§ **Record extracts**:
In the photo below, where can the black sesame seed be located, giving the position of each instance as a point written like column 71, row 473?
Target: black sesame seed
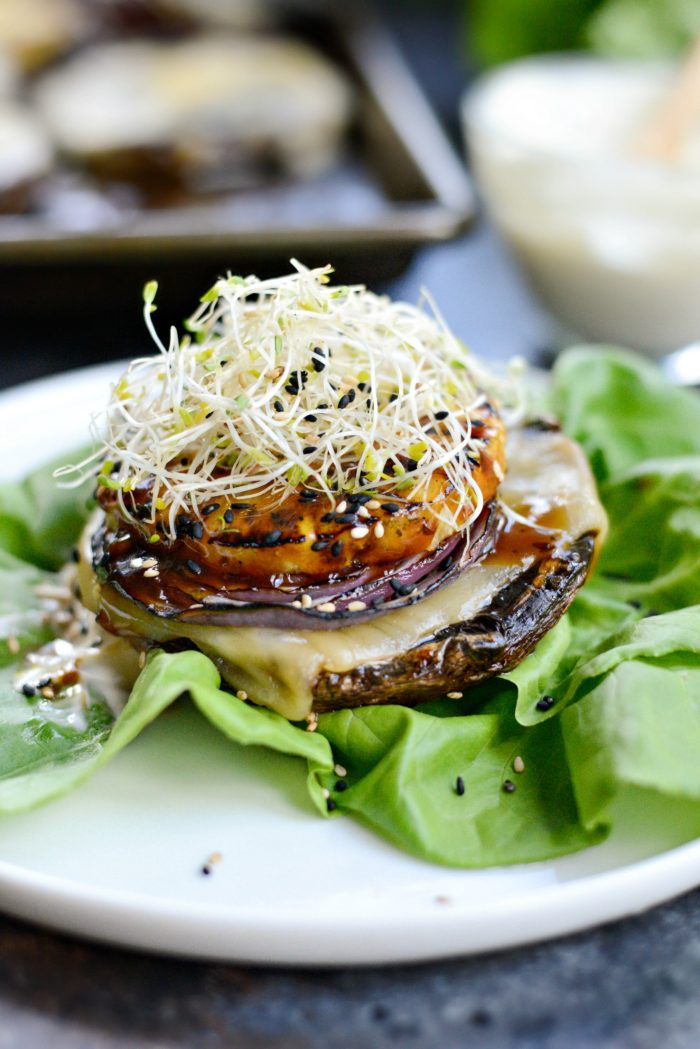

==

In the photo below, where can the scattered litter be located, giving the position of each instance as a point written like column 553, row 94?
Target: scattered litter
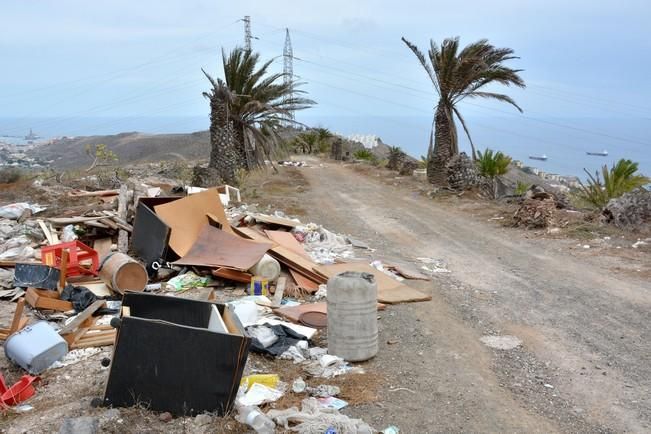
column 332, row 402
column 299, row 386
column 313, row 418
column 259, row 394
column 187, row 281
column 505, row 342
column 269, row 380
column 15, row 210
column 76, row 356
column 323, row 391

§ **Task statement**: Check each line of the entries for the word "instance", then state the count alone.

§ **Reply**: 2